#### ФРАГМЕНТ ТЕКСТА:

Надо признать, что кажущиеся на рубеже XX–XXI веков «варварскими» некоторые пункты Судебника 1497 года вполне соответствовали духу той эпохи. На Руси, например, по вновь принятому закону «все решалось единоборством». То есть истец и ответчик выходили на бой и «острым железом» определяли виновность того или другого. А, скажем, в Южной Азии в XVI–XVII веках лакмусовой бумажкой, выявлявшей преступника, служили… пятки обвиняемого. При всем честном народе он, предварительно попарив пятки в горячей воде, чтобы стали они мягче, чувствительнее, бросался на беговую дорожку, густо усыпанную раскаленными углями. Если ему удавалось пробежать несколько десятков метров по огненной дорожке и не упасть, то он, еще не очень счастливый, подходил к судьям и показывал им свои ступни, распаренные и обожженные огнем. Вина преступника устанавливалась моментально: у большинства огненных спринтеров на ступнях появлялись кровавые волдыри. Подобные методы судопроизводства практиковались в те же века и в других частях планеты.

#### Сохранённые записи данных:
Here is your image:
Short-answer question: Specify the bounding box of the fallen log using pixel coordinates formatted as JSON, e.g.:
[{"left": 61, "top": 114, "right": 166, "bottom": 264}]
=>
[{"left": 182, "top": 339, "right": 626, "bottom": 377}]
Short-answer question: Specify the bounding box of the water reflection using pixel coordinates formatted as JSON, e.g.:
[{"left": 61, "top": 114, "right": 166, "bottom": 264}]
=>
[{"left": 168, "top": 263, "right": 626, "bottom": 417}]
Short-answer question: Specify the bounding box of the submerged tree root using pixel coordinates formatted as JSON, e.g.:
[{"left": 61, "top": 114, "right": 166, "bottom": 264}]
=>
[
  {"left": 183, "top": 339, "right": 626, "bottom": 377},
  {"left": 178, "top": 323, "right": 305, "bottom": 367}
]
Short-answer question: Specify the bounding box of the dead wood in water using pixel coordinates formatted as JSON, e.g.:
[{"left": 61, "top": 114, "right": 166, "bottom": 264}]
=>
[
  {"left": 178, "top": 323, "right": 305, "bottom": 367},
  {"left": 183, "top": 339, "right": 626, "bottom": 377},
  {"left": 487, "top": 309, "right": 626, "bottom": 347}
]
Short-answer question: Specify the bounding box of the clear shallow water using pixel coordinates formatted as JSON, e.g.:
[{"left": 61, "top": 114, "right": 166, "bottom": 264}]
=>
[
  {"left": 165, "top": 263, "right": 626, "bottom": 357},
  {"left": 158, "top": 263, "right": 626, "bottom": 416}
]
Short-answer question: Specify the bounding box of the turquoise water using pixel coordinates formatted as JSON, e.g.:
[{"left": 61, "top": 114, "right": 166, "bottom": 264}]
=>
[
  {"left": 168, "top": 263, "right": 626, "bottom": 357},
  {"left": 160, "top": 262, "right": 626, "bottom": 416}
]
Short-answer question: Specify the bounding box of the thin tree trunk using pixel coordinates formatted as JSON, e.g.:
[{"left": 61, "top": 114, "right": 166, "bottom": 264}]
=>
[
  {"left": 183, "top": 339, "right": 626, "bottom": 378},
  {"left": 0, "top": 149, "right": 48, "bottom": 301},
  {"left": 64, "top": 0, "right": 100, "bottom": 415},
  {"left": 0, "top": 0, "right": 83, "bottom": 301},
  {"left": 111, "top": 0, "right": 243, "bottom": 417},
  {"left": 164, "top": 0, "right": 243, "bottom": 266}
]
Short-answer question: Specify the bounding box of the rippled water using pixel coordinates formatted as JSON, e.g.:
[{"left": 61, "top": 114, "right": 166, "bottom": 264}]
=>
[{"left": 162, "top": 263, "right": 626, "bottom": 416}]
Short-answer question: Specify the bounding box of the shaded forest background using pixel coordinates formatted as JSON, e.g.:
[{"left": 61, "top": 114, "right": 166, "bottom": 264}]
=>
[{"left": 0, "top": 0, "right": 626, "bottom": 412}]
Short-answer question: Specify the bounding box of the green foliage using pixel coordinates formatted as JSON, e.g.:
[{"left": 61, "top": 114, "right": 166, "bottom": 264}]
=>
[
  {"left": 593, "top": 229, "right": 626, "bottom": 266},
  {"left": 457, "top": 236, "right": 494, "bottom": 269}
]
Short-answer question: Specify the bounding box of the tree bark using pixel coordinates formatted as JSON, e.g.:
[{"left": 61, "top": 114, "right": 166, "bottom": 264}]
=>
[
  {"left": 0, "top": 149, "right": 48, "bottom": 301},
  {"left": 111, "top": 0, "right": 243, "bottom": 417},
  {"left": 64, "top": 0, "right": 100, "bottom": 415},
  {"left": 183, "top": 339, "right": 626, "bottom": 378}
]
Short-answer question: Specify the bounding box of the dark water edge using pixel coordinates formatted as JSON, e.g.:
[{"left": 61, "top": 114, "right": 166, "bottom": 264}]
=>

#### ЧТО НУЖНО СДЕЛАТЬ:
a. Ответьте на вопросы по отрывку о старинных способах суда, отмечая ответы так же, как вопросы:
(i) Каким способом, по Судебнику 1497 года, на Руси решалось дело между истцом и ответчиком?
(ii) Что в Южной Азии в XVI–XVII веках служило лакмусовой бумажкой, выявлявшей преступника?
(iii) Что появлялось на ступнях у большинства «огненных спринтеров»?
b. Определите, соответствуют ли утверждения отрывку о старинных способах суда. На каждое ответьте «да» или «нет» и приведите решающие слова отрывка в точной цитате:
(i) Перед испытанием обвиняемый парил пятки в горячей воде.
(ii) Беговая дорожка была усыпана острыми камнями.
(iii) Подобные методы суда применялись только в Южной Азии.
c. Допишите следующую часть отрывка о старинных способах суда, начав сразу после его последнего предложения.
Список представляет собой отдельный, самостоятельный материал.

#### ОТВЕТЫ К ЗАДАНИЯМ:
a.
(i) Единоборством: истец и ответчик выходили на бой и «острым железом» определяли виновность того или другого.
(ii) Пятки обвиняемого.
(iii) Кровавые волдыри.

b.
(i) Да: «предварительно попарив пятки в горячей воде».
(ii) Нет: «густо усыпанную раскаленными углями».
(iii) Нет: «практиковались в те же века и в других частях планеты».

c.
Иван III, приняв закон о единоборстве как о самом надежном средстве определить виновного, культивировал в народе уважение к силе, а не жестокость или толстокожесть пяток. Стране нужны были воины сильные и ловкие. Она только-только начала свой путь в большой истории и обязана была не просто защищать сильных, иначе они быстро превратились бы в слабых, но создать условия для воспитания сильных. Судебные поединки содействовали этой благородной цели.
Очень уж мягкотелые люди обвиняют Ивана III, да и других русских царей и императоров, в том, что они не отменили телесные наказания. Иван III в Судебнике 1497 года тоже ввел этот метод воспитания преступников. По степени жестокости кнутотерапия мало чем отличалась от других «цивилизованных» способов наказания. В Европе, например, в те века ярко пылали костры инквизиции, на Индостане палачами служили хорошо натренированные слоны, подбрасывающие приговоренных высоко вверх, а затем нанизывающие их на острые толстые бивни. Средневековое человечество понимало гуманность несколько иначе, чем в более поздние века. Но Иван III и в этом оставался великим патриотом.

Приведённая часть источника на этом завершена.